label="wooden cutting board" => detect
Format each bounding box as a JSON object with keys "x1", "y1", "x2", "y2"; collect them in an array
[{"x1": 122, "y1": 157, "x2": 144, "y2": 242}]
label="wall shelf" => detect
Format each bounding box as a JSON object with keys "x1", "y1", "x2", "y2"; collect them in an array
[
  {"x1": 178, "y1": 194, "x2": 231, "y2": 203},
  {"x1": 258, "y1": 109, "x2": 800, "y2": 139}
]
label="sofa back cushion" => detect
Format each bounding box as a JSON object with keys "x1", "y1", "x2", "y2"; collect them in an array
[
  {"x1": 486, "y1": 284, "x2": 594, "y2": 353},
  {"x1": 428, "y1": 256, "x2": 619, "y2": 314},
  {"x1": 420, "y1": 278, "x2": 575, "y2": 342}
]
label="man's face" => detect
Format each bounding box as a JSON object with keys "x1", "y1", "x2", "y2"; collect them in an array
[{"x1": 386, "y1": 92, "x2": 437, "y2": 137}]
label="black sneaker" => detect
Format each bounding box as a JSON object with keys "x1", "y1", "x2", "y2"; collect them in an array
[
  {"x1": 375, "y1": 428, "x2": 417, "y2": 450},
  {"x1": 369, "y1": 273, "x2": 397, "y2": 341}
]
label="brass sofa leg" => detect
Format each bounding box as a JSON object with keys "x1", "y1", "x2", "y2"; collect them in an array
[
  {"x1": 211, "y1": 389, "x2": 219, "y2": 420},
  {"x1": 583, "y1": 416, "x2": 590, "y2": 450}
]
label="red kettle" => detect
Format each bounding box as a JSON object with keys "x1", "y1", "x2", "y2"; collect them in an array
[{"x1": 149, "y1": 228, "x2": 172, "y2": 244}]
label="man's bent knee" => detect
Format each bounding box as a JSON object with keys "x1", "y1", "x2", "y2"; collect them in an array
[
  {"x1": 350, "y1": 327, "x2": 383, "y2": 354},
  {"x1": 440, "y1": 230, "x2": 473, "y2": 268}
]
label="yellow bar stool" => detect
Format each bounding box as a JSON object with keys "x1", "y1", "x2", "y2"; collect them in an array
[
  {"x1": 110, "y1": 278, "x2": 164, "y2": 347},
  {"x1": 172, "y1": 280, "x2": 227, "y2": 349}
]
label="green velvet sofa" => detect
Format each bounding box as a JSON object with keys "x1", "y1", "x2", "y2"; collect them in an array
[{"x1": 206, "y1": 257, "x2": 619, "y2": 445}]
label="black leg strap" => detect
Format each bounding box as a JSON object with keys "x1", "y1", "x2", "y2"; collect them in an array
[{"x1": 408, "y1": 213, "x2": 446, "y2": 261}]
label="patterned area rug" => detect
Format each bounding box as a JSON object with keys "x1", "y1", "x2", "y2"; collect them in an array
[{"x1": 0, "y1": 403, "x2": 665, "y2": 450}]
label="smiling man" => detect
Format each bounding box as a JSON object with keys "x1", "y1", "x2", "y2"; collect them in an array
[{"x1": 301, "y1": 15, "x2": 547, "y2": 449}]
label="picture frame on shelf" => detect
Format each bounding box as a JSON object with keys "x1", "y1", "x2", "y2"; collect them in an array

----

• Challenge:
Count the lines above that contain the string "sofa", and reply with the number alone.

• Task solution:
3